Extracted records
--------

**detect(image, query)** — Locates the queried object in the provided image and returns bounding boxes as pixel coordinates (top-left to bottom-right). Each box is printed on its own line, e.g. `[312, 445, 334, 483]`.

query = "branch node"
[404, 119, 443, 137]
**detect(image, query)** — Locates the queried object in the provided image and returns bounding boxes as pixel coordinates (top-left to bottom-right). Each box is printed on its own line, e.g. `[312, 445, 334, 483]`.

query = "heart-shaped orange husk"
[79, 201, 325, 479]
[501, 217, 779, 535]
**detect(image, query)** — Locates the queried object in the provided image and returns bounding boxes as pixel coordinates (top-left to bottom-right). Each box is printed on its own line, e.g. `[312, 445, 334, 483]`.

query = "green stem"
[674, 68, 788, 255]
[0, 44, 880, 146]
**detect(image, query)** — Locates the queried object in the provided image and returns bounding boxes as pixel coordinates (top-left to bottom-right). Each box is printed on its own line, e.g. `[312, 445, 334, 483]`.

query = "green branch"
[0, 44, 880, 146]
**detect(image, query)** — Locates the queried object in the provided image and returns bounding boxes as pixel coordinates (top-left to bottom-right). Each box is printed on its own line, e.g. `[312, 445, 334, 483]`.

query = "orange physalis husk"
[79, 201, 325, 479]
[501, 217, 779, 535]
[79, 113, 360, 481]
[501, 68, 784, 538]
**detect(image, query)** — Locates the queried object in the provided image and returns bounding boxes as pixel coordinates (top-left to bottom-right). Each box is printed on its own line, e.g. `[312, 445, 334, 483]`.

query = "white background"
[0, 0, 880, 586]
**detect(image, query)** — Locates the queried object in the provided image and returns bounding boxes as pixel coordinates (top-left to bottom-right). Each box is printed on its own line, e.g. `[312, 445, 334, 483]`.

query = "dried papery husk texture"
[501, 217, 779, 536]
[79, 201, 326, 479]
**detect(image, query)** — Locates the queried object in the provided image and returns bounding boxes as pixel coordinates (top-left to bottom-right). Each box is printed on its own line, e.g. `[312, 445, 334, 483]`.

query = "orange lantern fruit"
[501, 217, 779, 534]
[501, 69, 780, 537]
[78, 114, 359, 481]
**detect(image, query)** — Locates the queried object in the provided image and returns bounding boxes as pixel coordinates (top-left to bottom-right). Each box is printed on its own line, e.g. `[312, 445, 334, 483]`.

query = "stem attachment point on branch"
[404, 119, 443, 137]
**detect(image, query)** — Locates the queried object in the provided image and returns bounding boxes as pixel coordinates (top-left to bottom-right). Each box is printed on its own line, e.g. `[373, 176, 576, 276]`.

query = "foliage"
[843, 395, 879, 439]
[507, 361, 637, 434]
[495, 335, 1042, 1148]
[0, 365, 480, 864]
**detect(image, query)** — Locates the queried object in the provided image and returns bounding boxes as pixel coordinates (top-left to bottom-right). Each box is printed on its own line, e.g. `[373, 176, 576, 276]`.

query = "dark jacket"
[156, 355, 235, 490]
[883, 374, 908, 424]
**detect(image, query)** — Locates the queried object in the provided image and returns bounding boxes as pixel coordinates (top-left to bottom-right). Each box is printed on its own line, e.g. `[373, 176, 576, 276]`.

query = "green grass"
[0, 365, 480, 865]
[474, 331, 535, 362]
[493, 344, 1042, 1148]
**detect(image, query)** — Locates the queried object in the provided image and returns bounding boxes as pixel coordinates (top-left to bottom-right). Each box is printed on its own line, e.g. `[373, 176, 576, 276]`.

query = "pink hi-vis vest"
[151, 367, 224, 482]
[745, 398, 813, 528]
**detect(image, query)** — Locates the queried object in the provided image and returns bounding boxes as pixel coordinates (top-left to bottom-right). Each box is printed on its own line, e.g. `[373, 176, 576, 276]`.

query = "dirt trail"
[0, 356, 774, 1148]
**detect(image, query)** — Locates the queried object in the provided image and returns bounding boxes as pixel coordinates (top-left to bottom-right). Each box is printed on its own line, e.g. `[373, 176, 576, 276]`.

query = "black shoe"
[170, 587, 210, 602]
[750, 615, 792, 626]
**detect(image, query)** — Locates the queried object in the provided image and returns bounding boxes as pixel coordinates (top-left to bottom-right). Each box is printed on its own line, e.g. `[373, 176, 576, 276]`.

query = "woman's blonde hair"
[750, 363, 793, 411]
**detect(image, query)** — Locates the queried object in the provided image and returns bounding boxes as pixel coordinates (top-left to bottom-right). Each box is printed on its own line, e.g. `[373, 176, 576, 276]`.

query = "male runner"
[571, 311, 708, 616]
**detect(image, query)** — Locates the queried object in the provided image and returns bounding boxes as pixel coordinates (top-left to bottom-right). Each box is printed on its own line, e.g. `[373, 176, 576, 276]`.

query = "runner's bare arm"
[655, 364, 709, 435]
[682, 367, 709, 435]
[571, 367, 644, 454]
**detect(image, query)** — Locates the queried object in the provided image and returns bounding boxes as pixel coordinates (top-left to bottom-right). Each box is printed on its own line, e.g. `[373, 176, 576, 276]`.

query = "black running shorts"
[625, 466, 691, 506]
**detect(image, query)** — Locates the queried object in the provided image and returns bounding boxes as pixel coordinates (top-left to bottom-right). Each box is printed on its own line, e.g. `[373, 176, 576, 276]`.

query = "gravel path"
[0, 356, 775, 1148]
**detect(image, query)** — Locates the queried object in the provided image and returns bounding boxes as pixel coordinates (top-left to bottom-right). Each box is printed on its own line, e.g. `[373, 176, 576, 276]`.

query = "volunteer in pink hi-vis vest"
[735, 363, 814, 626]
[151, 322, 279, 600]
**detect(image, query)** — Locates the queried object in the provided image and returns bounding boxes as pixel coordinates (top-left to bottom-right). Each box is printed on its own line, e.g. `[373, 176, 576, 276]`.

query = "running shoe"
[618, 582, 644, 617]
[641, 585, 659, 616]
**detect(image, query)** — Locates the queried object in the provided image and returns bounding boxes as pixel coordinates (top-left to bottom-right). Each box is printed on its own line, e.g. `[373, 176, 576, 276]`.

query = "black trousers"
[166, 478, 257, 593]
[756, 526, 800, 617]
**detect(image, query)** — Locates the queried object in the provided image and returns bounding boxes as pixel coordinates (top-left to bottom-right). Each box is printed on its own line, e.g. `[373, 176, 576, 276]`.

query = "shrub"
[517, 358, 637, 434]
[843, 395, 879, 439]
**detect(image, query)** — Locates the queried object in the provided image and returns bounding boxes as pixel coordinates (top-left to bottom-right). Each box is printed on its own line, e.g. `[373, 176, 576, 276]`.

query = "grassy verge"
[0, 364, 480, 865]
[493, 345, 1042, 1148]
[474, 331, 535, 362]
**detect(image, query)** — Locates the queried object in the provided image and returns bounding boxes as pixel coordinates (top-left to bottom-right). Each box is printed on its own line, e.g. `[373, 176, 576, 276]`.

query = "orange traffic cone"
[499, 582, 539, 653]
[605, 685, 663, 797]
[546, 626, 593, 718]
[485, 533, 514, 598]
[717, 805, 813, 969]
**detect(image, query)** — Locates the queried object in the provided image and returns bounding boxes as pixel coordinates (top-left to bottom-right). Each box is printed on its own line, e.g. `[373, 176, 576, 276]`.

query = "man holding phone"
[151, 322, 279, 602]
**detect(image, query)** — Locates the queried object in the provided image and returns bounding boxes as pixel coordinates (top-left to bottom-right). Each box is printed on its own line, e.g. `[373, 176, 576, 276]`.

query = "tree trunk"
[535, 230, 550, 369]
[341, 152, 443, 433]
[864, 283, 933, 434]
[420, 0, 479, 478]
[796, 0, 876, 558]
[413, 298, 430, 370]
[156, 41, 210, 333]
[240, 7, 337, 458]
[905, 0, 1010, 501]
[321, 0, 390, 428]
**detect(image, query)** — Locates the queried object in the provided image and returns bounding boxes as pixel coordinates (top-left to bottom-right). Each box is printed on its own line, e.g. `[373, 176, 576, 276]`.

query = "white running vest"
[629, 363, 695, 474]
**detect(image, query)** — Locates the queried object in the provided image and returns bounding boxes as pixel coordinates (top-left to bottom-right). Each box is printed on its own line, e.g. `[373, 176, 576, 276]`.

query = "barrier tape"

--------

SET EXERCISE
Report every line of the items that contains the word "vest".

FINISHED EXERCISE
query = "pink hi-vis vest"
query = "volunteer in pink hi-vis vest"
query = "white running vest"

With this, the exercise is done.